WHAT YOU SHOULD DO: Please output, without any change, the part of the rows below that opens with the line containing "hand shown in this photo." and runs through the end of the rows, including both the first and last lines.

DATA SECTION:
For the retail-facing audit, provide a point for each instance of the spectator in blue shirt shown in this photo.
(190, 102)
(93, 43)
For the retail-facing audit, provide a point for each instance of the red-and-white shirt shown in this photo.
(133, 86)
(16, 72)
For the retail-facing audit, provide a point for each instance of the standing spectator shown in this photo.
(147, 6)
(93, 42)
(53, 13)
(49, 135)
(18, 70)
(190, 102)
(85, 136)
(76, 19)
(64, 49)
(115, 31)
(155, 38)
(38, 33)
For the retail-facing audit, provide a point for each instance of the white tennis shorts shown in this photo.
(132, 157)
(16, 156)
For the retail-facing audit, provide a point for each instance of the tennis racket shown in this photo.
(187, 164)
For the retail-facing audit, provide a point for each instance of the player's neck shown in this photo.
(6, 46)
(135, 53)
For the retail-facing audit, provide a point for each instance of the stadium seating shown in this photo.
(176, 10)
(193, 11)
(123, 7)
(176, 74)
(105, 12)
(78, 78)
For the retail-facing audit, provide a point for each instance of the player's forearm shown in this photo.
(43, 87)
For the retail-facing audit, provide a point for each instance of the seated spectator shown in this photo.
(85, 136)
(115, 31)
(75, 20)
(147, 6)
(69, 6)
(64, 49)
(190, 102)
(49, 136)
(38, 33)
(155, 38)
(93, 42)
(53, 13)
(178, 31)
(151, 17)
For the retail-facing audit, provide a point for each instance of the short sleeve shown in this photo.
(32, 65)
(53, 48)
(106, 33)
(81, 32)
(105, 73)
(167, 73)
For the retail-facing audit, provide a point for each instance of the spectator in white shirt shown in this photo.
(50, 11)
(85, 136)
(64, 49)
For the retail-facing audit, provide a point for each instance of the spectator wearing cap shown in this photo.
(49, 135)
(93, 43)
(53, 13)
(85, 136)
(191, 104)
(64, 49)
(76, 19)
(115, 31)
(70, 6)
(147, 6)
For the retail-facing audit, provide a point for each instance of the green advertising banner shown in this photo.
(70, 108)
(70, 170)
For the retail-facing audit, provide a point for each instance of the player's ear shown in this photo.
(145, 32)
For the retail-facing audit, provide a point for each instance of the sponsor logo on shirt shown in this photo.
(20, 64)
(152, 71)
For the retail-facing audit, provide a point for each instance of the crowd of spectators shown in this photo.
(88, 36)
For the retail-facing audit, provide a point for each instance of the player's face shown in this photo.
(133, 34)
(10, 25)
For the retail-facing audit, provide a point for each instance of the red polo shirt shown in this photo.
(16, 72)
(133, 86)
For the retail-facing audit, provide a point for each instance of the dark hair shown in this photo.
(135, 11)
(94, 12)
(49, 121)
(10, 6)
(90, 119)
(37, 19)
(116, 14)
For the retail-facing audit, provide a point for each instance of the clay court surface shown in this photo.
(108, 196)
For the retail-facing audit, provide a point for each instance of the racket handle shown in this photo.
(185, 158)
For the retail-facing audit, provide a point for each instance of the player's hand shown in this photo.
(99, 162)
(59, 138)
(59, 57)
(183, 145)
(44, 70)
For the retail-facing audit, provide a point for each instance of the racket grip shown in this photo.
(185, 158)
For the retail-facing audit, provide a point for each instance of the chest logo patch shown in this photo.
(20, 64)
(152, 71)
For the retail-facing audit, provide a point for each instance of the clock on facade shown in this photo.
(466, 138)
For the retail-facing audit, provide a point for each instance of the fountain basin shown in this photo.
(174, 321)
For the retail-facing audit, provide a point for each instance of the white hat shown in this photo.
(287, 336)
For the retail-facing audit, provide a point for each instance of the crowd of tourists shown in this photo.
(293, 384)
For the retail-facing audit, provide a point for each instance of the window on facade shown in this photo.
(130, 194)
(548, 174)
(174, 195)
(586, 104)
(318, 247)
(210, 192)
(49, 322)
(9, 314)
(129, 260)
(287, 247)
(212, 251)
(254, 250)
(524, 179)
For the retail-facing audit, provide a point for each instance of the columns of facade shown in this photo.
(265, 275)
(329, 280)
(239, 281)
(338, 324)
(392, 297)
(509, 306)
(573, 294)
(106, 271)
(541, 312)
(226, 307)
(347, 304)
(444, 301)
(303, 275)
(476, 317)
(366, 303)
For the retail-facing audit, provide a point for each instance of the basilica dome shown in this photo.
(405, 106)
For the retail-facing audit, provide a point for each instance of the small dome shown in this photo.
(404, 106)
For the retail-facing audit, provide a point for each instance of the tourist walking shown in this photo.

WORKED SOLUTION:
For the retail-facing audit, provide a point for each instance of the player's hand shown in this photo.
(99, 162)
(59, 138)
(59, 57)
(183, 145)
(44, 70)
For the retail-facing audit, provide a point for each instance of the racket grip shown in this photo.
(185, 158)
For the retail-facing audit, provide a point for each instance of the chest logo patch shown in this photo.
(20, 64)
(152, 71)
For the retail-facing audit, provide a point for each instance of the clock on facade shown in this photo.
(466, 138)
For the retail-facing audit, provide a point for each instance of the fountain basin shown in this photo.
(174, 321)
For the retail-facing audit, provide a point for each instance of the white hat shown in this photo.
(287, 336)
For the retail-facing audit, provide a point for each instance of the crowd of tourists shown in this photo.
(293, 384)
For the retail-facing audit, provide a point for each instance of the window on facade shown in this photo.
(130, 194)
(548, 174)
(174, 195)
(586, 104)
(318, 247)
(210, 192)
(49, 322)
(9, 314)
(129, 260)
(287, 247)
(212, 251)
(254, 250)
(524, 179)
For the retail-facing audit, provide a point for each instance of the columns of facade shown in this photo.
(265, 275)
(329, 280)
(239, 281)
(338, 324)
(392, 297)
(509, 306)
(573, 294)
(106, 271)
(541, 312)
(226, 307)
(347, 304)
(444, 301)
(303, 275)
(476, 317)
(366, 303)
For the retail-facing audit, provide a point for each instance of the basilica dome shown in this photo.
(405, 106)
For the retail-facing audit, provide a point for each instance of the small dome shown in this photo.
(404, 106)
For the retail-facing audit, provide a point for each instance of the tourist walking shown in this photo.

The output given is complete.